● **WHAT TO DO**: Return the entries below verbatim. Pictures stay out.

++++++++++++++++++++

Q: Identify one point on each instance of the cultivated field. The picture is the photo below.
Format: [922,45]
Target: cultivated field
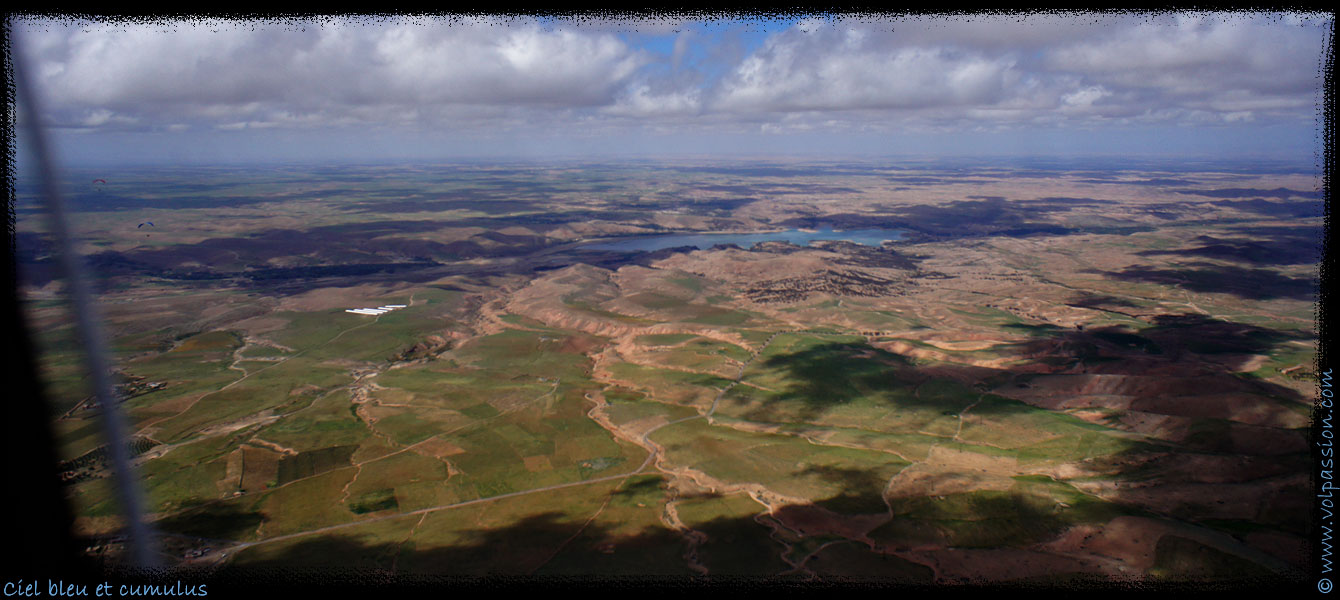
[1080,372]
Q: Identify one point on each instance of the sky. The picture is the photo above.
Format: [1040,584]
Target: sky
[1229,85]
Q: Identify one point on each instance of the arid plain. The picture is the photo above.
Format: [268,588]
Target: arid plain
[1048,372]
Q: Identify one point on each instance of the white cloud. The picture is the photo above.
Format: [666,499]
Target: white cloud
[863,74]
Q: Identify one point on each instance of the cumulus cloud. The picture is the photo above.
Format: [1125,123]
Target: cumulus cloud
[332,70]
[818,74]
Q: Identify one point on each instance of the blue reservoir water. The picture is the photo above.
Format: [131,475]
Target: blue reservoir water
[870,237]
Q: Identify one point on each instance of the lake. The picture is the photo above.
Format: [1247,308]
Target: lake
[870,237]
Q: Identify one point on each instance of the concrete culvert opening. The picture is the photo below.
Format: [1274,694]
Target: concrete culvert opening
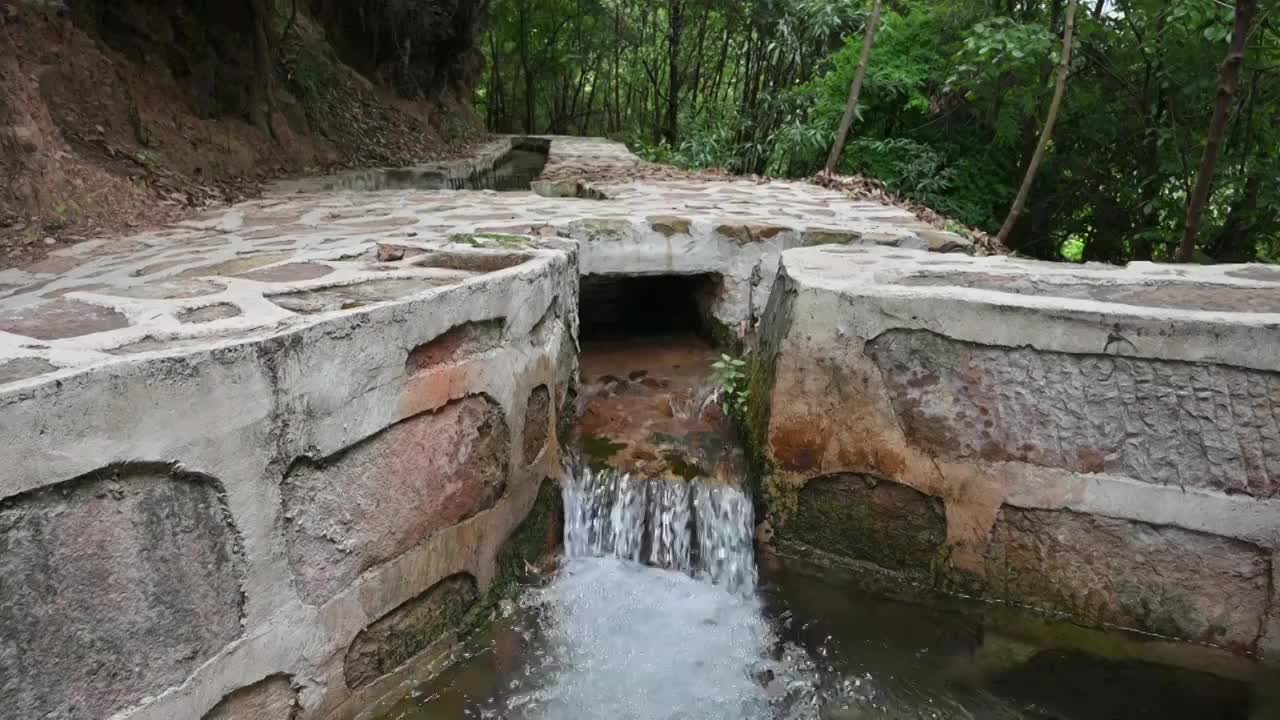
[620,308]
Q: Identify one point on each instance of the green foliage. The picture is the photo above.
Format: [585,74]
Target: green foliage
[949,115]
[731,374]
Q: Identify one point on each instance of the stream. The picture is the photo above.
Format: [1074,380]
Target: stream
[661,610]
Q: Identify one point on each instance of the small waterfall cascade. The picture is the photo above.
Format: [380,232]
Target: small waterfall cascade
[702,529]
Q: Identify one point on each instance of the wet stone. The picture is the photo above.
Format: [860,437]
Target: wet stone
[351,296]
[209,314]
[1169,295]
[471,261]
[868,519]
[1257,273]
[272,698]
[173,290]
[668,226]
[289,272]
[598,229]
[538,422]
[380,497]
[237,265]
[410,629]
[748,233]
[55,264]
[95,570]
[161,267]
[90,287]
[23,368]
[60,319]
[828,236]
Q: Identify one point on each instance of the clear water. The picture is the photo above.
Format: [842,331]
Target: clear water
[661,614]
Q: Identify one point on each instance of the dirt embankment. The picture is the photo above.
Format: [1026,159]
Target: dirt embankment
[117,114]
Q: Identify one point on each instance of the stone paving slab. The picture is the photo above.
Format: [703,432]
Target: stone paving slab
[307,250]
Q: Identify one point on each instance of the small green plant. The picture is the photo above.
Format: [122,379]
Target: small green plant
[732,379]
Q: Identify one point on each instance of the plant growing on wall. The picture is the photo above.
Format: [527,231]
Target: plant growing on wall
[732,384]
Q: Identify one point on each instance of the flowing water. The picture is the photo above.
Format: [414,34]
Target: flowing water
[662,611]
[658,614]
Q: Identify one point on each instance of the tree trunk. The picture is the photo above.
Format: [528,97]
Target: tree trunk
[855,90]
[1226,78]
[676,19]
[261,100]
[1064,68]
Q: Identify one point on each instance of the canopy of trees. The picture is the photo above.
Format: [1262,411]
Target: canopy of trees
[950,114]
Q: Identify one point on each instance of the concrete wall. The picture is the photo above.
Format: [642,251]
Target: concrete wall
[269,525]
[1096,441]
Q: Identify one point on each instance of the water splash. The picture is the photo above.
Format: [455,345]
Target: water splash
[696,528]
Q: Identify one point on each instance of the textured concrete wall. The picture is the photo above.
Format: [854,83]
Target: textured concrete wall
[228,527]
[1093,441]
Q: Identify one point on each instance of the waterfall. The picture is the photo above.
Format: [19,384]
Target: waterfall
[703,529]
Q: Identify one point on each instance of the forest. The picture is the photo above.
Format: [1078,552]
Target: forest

++++++++++++++++++++

● **RESPONSE FOR THIS EXERCISE**:
Q: Identify one point on each instance of the cultivated field. The picture is the photo below.
Format: [922,45]
Target: cultivated field
[1080,372]
Q: Identify one point on each instance of the sky. The picture is the photo above.
Format: [1040,584]
Target: sky
[1229,85]
Q: Identify one point on each instance of the arid plain. The picture is the photo above.
Format: [268,588]
Target: arid plain
[1048,372]
Q: Identify one point on each instance of the white cloud. The picture is the photo above.
Format: [666,499]
Target: white cloud
[863,74]
Q: Identify one point on each instance of the cumulus cloud. The picture is the photo above.
Format: [1125,123]
Target: cumulus cloud
[332,70]
[818,74]
Q: Identify one point on each instance of the blue reservoir water. The picture is the photo above.
Format: [131,475]
Target: blue reservoir water
[870,237]
Q: Identify one point on each instance of the lake. The picture is the photo above.
Format: [1247,308]
Target: lake
[870,237]
Q: Identify one point on each instance of the concrete culvert opening. The picture is the photo below.
Format: [1274,694]
Target: concrete culvert opening
[620,308]
Q: Identify one point on each instance of the green foliage. The picture is the photo above.
Format: [585,74]
Target: green foliage
[949,115]
[731,374]
Q: Identify one point on each instance of the stream. The picture is the photo above.
Format: [1074,380]
Target: stream
[661,610]
Q: Identify one point on each instance of the small waterfall cascade. The picture is the photo above.
Format: [380,232]
Target: small waterfall cascade
[702,529]
Q: Identify one point on each instance of the wet stone. The picture is the photo above.
Format: [860,437]
Target: wet stone
[351,296]
[209,314]
[1169,295]
[471,261]
[868,519]
[1257,273]
[272,698]
[173,290]
[668,226]
[289,272]
[598,229]
[538,422]
[380,497]
[237,265]
[410,629]
[748,233]
[55,264]
[95,570]
[161,267]
[90,287]
[23,368]
[60,319]
[828,236]
Q: Identify one point on each instance of the clear water. The picture is the photo above.
Format: [842,331]
Target: clear water
[661,614]
Q: Identify one point on each instance of the dirt embankment. The picture is the photo above.
Format: [1026,159]
Target: dirt embankment
[117,114]
Q: Identify one point on each instance of the stone paving slab. The picture is the photo above.
Format: [703,432]
Target: stone paving slab
[307,250]
Q: Identify one point on each instance of the small green plant. The picture is the photo above.
Format: [122,379]
Target: small green plant
[732,379]
Q: Identify one point on each instance of the plant growing on wall. The picture is the photo above.
Format: [527,231]
Target: plant growing on wall
[732,384]
Q: Identify one point on each instance of the flowing water. The picture is the photo above.
Format: [414,34]
Target: flowing water
[662,611]
[658,614]
Q: Identify one point on each instance of the tree trunk. The picture is the photo above.
Format: [528,97]
Target: tree trunk
[855,90]
[1226,78]
[676,19]
[261,100]
[1064,68]
Q: Identify one point on each instance of the canopy of trees. The picture is the photo above.
Format: [1262,411]
Target: canopy of trees
[950,114]
Q: Identify one point on each instance of the concrete wall. The picture is the photo above.
Format: [642,251]
Target: concrete wall
[269,525]
[1096,441]
Q: Identify one point on each instance of the water splash. The picture is the photo above.
Format: [455,345]
Target: water splash
[696,528]
Q: Identify one point on each instance of the textured concrete wall. The picture is the photo above.
Format: [854,83]
Target: textured concrete wall
[228,527]
[1093,441]
Q: Identify one point on each instance of the waterfall. The picture is the photo above.
Format: [19,384]
Target: waterfall
[703,529]
Q: Identify one point on each instance of the forest. The picture is the photo above.
Format: [1078,552]
Target: forest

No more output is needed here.